# Object point labels:
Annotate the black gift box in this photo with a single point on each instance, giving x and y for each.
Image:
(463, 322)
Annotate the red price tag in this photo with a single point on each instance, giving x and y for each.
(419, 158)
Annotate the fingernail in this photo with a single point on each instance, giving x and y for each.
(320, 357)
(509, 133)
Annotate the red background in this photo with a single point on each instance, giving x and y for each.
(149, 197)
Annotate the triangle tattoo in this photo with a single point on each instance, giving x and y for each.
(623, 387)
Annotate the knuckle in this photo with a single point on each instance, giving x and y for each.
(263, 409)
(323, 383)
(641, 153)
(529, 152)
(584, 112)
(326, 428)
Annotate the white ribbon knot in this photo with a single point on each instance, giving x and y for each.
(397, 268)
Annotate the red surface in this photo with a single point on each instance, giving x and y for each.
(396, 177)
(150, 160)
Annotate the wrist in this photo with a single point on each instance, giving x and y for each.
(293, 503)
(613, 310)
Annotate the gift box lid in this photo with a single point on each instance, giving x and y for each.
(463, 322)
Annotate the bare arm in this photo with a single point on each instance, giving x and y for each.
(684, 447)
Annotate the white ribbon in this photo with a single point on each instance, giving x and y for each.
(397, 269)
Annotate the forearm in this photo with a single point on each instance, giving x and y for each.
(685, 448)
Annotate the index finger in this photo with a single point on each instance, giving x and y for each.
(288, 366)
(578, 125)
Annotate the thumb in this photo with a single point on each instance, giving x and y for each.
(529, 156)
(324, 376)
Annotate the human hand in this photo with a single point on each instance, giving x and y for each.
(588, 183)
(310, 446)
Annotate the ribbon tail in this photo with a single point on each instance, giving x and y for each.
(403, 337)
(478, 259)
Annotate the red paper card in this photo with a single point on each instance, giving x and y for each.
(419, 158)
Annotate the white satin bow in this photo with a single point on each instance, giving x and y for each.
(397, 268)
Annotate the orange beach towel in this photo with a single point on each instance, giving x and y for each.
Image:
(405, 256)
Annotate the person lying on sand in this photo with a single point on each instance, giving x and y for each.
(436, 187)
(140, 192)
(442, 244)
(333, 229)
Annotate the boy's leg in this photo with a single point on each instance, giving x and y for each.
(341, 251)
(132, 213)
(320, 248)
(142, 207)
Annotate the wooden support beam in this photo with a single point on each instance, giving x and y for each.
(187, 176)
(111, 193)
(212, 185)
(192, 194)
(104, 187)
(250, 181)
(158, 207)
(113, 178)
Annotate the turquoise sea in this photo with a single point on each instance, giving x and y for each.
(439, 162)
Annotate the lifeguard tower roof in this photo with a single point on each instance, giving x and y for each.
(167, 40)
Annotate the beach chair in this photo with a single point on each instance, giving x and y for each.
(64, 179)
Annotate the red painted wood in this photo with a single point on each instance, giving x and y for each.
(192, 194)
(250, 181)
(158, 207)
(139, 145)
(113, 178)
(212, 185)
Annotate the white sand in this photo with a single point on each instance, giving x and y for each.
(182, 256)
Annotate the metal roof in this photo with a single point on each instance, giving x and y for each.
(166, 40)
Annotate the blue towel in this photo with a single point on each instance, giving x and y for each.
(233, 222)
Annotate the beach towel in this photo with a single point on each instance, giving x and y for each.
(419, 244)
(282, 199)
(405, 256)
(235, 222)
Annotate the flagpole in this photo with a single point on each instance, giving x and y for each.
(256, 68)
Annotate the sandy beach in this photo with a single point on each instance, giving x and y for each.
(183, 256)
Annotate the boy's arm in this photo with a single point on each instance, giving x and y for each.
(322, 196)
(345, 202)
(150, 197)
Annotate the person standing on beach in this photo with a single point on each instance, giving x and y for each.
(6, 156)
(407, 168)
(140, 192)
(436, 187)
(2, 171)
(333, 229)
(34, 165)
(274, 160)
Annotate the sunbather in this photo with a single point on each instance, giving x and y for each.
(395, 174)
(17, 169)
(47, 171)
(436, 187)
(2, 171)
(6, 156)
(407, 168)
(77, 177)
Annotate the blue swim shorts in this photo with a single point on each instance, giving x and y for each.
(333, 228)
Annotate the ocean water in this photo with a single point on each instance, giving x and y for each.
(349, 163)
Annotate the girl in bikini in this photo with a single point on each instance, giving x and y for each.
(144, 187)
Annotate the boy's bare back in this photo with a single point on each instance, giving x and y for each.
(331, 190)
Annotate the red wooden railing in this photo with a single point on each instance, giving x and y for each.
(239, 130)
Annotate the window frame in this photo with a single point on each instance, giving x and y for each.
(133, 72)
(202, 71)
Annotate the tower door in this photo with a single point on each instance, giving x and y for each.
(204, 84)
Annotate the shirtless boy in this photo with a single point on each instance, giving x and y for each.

# THE EXERCISE:
Please rescale the listing from the line with "Annotate the tower" through the end of the listing, both ends included. Repeat only those lines, requests too, with every point coordinate in the answers multiplied by 1.95 and rounded to a whole number, halves rounding up.

# ANSWER BELOW:
Annotate the tower door in this photo with a single point on each instance, giving x and y for each.
(398, 164)
Annotate the shirtless boy in this photo with a single point on each instance, giving x and y for each.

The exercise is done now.